In the records below, report every line that contains the string "volcanic", matching its case exactly.

◆ DATA SECTION
○ ○ ○ ○ ○ ○ ○
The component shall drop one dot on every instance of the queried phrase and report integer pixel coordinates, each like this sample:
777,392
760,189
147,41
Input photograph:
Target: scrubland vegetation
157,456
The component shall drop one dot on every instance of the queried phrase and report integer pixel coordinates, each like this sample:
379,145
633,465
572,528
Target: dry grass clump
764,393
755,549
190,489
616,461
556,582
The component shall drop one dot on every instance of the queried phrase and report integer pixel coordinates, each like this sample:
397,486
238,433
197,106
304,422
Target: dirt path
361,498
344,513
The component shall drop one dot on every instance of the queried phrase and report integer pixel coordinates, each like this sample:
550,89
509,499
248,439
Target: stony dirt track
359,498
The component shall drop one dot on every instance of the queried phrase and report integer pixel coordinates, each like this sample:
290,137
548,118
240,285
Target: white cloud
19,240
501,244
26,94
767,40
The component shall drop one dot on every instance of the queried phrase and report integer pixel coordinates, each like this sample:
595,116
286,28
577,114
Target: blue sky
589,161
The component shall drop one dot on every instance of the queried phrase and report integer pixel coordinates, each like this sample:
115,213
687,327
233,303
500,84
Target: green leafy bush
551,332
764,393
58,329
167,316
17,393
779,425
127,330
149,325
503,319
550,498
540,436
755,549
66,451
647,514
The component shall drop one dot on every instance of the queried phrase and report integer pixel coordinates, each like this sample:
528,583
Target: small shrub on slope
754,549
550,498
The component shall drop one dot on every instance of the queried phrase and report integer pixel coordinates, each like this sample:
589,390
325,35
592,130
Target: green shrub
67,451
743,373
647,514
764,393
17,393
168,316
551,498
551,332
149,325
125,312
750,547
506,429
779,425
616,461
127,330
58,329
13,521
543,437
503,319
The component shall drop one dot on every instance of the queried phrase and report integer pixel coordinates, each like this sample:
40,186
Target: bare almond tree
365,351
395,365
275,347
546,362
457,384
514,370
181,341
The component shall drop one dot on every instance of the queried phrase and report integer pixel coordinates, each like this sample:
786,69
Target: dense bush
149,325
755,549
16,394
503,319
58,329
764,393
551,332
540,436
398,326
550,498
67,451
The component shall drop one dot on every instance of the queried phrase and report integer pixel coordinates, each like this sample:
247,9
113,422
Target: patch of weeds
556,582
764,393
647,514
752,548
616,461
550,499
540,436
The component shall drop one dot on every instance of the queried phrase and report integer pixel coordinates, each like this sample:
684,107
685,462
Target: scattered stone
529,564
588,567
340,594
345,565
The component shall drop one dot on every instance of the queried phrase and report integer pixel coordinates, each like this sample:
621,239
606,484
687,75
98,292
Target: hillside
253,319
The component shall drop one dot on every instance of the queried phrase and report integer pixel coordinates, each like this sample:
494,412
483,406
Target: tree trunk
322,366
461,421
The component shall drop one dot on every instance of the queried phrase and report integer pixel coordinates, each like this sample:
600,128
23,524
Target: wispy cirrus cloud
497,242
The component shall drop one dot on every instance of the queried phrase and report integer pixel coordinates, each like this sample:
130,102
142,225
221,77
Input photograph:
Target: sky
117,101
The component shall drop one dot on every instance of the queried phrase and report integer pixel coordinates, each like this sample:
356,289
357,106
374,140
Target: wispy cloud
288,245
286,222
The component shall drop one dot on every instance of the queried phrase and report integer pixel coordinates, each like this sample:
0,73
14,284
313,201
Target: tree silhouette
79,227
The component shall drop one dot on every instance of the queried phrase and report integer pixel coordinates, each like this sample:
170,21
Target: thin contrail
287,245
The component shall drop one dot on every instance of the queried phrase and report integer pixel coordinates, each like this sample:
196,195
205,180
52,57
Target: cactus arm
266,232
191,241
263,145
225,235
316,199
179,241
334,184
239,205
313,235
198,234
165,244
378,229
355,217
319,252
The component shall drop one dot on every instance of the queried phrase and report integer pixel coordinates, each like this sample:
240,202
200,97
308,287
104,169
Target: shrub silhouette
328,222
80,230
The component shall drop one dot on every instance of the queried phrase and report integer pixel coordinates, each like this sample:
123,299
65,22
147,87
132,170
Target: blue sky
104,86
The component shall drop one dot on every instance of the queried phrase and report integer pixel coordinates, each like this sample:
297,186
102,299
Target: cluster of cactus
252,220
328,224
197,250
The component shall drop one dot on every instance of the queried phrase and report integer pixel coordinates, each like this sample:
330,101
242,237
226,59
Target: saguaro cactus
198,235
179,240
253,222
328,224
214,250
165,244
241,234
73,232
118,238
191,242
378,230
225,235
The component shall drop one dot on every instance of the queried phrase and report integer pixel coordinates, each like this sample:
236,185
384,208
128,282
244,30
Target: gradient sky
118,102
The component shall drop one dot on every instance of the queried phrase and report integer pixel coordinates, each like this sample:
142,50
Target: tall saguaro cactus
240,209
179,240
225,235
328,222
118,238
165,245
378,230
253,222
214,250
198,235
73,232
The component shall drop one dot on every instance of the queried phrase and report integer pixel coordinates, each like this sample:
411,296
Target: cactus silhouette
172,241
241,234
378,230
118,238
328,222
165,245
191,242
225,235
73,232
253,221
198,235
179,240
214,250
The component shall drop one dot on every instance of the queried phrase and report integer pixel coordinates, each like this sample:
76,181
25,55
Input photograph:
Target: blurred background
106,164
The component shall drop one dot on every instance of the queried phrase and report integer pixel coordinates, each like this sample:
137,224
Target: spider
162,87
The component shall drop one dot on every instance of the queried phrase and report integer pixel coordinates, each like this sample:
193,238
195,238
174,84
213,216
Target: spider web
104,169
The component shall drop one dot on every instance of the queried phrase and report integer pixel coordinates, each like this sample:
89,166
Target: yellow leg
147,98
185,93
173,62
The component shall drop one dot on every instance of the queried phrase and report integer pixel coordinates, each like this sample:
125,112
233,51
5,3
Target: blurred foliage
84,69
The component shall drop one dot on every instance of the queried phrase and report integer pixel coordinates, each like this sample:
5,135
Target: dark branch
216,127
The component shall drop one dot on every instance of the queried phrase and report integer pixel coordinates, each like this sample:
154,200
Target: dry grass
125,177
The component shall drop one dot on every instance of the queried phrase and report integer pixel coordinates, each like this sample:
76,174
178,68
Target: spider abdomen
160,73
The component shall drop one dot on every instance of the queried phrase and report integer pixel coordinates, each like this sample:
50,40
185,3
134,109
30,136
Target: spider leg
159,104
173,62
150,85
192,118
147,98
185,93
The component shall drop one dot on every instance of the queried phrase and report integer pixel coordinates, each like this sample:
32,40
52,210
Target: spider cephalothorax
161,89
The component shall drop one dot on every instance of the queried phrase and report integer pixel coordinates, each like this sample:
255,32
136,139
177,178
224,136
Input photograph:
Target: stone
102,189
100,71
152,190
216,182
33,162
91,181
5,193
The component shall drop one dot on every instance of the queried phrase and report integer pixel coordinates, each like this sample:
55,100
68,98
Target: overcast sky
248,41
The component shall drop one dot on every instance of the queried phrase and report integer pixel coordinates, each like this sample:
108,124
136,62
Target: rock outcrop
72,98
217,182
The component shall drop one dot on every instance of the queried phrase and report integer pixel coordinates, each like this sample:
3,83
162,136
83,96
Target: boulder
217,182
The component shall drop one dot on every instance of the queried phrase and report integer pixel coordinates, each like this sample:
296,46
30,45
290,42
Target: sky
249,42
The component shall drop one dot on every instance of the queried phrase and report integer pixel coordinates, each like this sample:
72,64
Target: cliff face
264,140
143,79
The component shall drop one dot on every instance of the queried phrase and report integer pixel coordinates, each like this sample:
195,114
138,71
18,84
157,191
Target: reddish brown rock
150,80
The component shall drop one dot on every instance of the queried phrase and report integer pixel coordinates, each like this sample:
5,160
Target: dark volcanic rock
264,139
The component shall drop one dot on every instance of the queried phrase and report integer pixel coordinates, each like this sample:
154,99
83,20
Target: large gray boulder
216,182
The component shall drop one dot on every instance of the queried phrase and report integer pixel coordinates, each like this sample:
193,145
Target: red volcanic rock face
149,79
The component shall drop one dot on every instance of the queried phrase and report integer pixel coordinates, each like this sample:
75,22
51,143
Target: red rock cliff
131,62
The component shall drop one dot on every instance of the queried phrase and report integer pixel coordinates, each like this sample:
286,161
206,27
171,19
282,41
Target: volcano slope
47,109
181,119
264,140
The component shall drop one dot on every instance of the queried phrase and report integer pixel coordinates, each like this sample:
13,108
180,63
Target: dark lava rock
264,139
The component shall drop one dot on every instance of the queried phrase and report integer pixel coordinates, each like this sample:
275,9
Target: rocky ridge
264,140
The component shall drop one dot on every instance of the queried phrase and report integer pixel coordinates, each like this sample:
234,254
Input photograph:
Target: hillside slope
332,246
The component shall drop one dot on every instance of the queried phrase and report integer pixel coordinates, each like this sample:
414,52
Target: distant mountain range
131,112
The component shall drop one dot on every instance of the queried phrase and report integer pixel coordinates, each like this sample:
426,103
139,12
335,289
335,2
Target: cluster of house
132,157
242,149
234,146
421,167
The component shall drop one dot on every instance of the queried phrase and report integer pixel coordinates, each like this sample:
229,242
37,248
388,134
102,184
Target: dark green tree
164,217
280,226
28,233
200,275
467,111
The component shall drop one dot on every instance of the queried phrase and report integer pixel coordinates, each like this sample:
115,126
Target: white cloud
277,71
○ ○ ○ ○ ○ ○ ○
◆ COMPLETED TASK
Target: dark volcanic rock
Target: red volcanic rock face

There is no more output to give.